CAPITAL IMPROVEMENTS

From time to time during the term of this Agreement, City may, at its sole discretion, undertake Capital Improvements to the Airport. The costs of such Capital Improvements are not included, and for the term of this Agreement, shall not be included, in the calculation of rentals, charges, and fees pursuant to Article 7 except that for purposes of calculation of rentals, fees and charges to Airline, the expenses for Airline Terminal Support Systems, Airline Equipment and Improvement, and Maintenance and Operating Expenses shall never be considered Capital Improvements, regardless of the size of the expenditures or the useful life of the assets purchased and will be charged as provided for in Articles 6 and 7. Upon request of Airline, Director shall provide a copy of the most recent Capital Improvement Program. SECTION 5.02

EQUIPMENT AND CAPITAL OUTLAYS

On or before July 15 of each year, Director shall, as part of the annual budget process, prepare an estimate of the purchase or construction cost of Equipment and Capital Outlays to be purchased or constructed and the estimated costs for such Equipment and Capital Outlays that are to be included in the calculation of the required next year’s rentals, charges, and fees pursuant to Article 7. Upon request of Airline, Director shall provide a listing of such budgeted Equipment and Capital Outlays. ARTICLE 6 - REPORTS, RENTALS, CHARGES, AND FEES SECTION 6.01

GENERAL

A.

In consideration for use of the Leased Premises and for the various rights, licenses, and privileges granted hereunder and for the undertakings of City, Airline agrees to pay City, during the term of this Agreement, without deduction or set-off, rentals, charges, and fees to be calculated as set forth herein. City shall invoice Airline monthly for all such rentals, charges, and fees except landing fees, which shall be payable by Airline without invoice. Payment shall be made by Airline in accordance with Section 6.13 hereof.

■ PROVIDED DATA ■

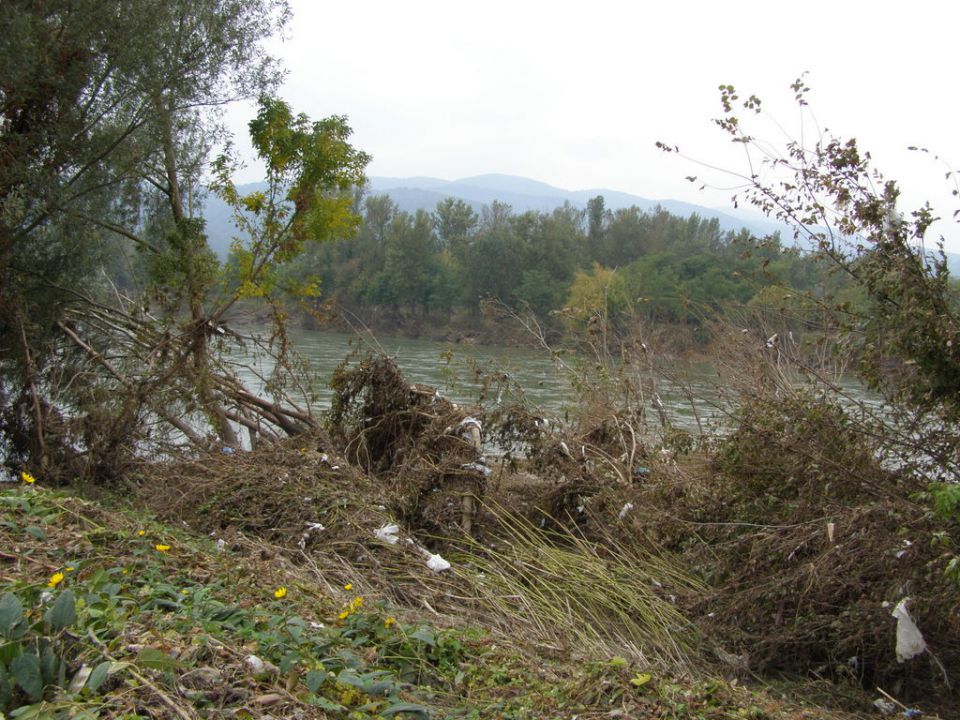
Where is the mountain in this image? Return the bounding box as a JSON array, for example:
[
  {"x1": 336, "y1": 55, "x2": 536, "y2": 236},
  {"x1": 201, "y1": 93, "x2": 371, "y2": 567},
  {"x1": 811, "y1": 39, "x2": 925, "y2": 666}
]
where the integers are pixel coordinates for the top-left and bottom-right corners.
[{"x1": 204, "y1": 173, "x2": 960, "y2": 277}]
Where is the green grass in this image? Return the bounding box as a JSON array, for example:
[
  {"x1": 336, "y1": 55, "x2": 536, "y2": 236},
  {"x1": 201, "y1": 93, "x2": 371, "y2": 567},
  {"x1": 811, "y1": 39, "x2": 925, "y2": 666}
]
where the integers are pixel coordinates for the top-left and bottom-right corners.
[{"x1": 0, "y1": 487, "x2": 872, "y2": 720}]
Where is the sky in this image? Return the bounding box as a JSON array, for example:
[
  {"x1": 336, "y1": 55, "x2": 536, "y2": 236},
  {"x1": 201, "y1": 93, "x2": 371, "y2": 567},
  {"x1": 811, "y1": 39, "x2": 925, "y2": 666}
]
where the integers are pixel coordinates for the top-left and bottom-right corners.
[{"x1": 228, "y1": 0, "x2": 960, "y2": 252}]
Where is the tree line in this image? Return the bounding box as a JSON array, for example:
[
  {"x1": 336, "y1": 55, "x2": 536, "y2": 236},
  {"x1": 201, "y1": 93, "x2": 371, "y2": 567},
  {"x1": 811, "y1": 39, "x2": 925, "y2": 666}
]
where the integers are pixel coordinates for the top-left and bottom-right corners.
[{"x1": 282, "y1": 195, "x2": 842, "y2": 334}]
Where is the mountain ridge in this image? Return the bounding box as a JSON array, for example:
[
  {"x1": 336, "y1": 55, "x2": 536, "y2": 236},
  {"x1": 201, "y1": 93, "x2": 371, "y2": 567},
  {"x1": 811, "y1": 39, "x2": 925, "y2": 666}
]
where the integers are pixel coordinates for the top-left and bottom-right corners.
[{"x1": 204, "y1": 173, "x2": 960, "y2": 276}]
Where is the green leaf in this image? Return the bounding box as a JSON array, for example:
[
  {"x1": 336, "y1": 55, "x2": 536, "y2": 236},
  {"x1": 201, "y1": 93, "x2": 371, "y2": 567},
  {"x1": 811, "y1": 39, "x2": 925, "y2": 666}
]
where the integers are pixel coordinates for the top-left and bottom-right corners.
[
  {"x1": 40, "y1": 645, "x2": 63, "y2": 685},
  {"x1": 410, "y1": 627, "x2": 437, "y2": 647},
  {"x1": 44, "y1": 590, "x2": 77, "y2": 630},
  {"x1": 630, "y1": 673, "x2": 652, "y2": 687},
  {"x1": 303, "y1": 670, "x2": 327, "y2": 693},
  {"x1": 137, "y1": 647, "x2": 177, "y2": 670},
  {"x1": 23, "y1": 525, "x2": 47, "y2": 540},
  {"x1": 0, "y1": 593, "x2": 26, "y2": 640},
  {"x1": 310, "y1": 695, "x2": 346, "y2": 712},
  {"x1": 10, "y1": 653, "x2": 43, "y2": 702},
  {"x1": 380, "y1": 703, "x2": 430, "y2": 720},
  {"x1": 86, "y1": 660, "x2": 113, "y2": 693}
]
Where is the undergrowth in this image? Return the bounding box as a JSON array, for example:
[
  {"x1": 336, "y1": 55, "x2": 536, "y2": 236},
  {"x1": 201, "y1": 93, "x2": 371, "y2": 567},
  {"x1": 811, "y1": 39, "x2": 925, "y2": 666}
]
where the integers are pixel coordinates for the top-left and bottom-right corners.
[{"x1": 0, "y1": 478, "x2": 872, "y2": 720}]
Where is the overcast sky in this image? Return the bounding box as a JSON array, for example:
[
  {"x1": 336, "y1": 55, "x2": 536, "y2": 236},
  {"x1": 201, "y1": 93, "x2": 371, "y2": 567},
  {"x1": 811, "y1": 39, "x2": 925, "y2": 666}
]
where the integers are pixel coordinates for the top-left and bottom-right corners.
[{"x1": 230, "y1": 0, "x2": 960, "y2": 251}]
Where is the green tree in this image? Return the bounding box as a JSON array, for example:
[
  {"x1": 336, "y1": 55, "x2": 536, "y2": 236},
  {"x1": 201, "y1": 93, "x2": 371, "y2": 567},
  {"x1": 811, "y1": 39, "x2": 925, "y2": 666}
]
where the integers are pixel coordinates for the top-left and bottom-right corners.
[{"x1": 0, "y1": 0, "x2": 378, "y2": 473}]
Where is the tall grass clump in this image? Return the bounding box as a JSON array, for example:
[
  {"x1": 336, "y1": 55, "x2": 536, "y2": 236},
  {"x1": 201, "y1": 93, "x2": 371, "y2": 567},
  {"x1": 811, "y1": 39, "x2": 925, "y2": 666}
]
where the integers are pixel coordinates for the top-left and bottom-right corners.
[{"x1": 446, "y1": 505, "x2": 702, "y2": 667}]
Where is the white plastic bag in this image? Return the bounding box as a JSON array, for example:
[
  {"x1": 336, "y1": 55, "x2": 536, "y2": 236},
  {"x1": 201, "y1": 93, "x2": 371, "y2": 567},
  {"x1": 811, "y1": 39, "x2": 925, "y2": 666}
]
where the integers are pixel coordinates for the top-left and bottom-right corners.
[
  {"x1": 373, "y1": 523, "x2": 400, "y2": 545},
  {"x1": 427, "y1": 553, "x2": 450, "y2": 572},
  {"x1": 891, "y1": 598, "x2": 927, "y2": 663}
]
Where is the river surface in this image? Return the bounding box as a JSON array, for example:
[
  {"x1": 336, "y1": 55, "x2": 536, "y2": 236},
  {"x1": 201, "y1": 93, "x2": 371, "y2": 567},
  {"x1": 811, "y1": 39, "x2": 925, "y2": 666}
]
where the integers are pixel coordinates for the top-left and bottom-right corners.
[{"x1": 232, "y1": 331, "x2": 726, "y2": 432}]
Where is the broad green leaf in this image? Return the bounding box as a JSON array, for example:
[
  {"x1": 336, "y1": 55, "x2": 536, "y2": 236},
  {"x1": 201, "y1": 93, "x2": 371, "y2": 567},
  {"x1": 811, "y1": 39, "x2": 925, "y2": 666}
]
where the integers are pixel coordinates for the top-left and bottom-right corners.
[
  {"x1": 380, "y1": 703, "x2": 430, "y2": 720},
  {"x1": 410, "y1": 627, "x2": 437, "y2": 647},
  {"x1": 40, "y1": 645, "x2": 63, "y2": 685},
  {"x1": 23, "y1": 525, "x2": 47, "y2": 540},
  {"x1": 303, "y1": 670, "x2": 327, "y2": 692},
  {"x1": 10, "y1": 653, "x2": 43, "y2": 702},
  {"x1": 137, "y1": 648, "x2": 177, "y2": 670},
  {"x1": 630, "y1": 673, "x2": 651, "y2": 687},
  {"x1": 0, "y1": 593, "x2": 26, "y2": 640},
  {"x1": 310, "y1": 695, "x2": 346, "y2": 712},
  {"x1": 44, "y1": 590, "x2": 77, "y2": 630},
  {"x1": 87, "y1": 660, "x2": 113, "y2": 693}
]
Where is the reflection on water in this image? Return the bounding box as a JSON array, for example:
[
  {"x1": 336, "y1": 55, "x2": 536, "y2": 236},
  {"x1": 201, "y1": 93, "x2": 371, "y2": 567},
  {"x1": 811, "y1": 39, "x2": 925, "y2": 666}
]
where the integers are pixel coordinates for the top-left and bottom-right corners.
[{"x1": 231, "y1": 331, "x2": 725, "y2": 431}]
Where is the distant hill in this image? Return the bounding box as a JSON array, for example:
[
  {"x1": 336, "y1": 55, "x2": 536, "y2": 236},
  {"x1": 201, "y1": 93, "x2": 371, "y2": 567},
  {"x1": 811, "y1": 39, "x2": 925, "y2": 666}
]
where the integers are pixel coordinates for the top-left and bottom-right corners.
[{"x1": 204, "y1": 173, "x2": 960, "y2": 277}]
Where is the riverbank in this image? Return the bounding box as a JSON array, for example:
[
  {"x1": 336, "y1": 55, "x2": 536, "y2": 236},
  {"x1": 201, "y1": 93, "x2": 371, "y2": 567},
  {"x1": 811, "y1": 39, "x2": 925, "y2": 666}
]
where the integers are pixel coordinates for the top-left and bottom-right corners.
[
  {"x1": 0, "y1": 479, "x2": 872, "y2": 720},
  {"x1": 0, "y1": 356, "x2": 960, "y2": 720}
]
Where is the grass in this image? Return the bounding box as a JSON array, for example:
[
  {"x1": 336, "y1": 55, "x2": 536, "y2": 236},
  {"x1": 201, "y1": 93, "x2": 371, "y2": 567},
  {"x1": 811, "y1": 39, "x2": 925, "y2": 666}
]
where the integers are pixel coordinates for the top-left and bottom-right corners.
[{"x1": 0, "y1": 480, "x2": 876, "y2": 720}]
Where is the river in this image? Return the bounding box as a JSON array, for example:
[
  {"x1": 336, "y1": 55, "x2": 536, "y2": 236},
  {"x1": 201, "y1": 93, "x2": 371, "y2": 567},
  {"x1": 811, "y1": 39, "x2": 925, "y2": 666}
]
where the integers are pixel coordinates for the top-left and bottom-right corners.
[{"x1": 231, "y1": 331, "x2": 725, "y2": 432}]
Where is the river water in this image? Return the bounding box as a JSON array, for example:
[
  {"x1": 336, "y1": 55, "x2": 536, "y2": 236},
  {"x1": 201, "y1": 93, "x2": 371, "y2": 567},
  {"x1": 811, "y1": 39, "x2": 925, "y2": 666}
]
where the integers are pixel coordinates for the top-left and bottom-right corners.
[{"x1": 238, "y1": 331, "x2": 726, "y2": 432}]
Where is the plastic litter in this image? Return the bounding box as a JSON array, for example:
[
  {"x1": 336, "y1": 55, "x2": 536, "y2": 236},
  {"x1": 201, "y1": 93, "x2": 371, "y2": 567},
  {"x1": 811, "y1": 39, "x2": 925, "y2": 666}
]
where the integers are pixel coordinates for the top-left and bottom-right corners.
[
  {"x1": 373, "y1": 523, "x2": 400, "y2": 545},
  {"x1": 427, "y1": 553, "x2": 450, "y2": 572},
  {"x1": 297, "y1": 522, "x2": 326, "y2": 550},
  {"x1": 457, "y1": 417, "x2": 483, "y2": 452},
  {"x1": 873, "y1": 698, "x2": 897, "y2": 715},
  {"x1": 460, "y1": 463, "x2": 490, "y2": 477},
  {"x1": 891, "y1": 598, "x2": 927, "y2": 663}
]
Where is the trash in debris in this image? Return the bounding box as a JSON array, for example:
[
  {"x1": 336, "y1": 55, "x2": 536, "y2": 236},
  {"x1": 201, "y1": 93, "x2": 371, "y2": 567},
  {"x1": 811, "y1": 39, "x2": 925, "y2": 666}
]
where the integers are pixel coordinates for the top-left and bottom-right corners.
[
  {"x1": 427, "y1": 553, "x2": 450, "y2": 572},
  {"x1": 297, "y1": 522, "x2": 326, "y2": 550},
  {"x1": 460, "y1": 462, "x2": 490, "y2": 477},
  {"x1": 891, "y1": 598, "x2": 927, "y2": 663},
  {"x1": 873, "y1": 698, "x2": 897, "y2": 715},
  {"x1": 373, "y1": 523, "x2": 400, "y2": 545}
]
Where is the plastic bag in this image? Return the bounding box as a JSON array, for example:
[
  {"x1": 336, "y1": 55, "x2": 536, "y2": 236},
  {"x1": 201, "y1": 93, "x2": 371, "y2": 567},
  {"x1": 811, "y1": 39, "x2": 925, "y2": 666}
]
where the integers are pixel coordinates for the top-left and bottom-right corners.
[{"x1": 891, "y1": 598, "x2": 927, "y2": 663}]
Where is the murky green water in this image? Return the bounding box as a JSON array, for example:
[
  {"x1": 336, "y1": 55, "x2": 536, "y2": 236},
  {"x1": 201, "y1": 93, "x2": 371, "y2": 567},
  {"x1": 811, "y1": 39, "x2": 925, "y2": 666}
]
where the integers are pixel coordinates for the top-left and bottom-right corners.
[{"x1": 232, "y1": 331, "x2": 724, "y2": 431}]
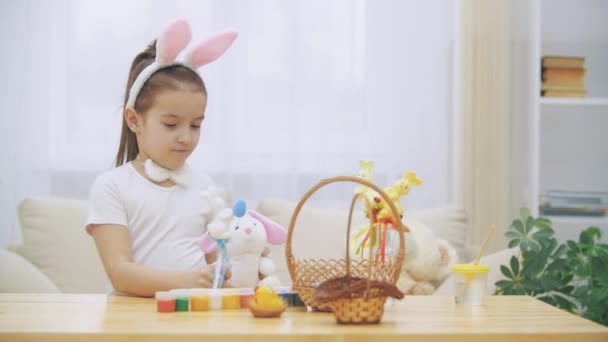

■ INSTRUCTION ■
Reproduce the stretch of the airport agreement text from "In consideration for" through "Section 6.13 hereof.", updating "monthly" to "quarterly".

■ THE ANSWER ■
In consideration for use of the Leased Premises and for the various rights, licenses, and privileges granted hereunder and for the undertakings of City, Airline agrees to pay City, during the term of this Agreement, without deduction or set-off, rentals, charges, and fees to be calculated as set forth herein. City shall invoice Airline quarterly for all such rentals, charges, and fees except landing fees, which shall be payable by Airline without invoice. Payment shall be made by Airline in accordance with Section 6.13 hereof.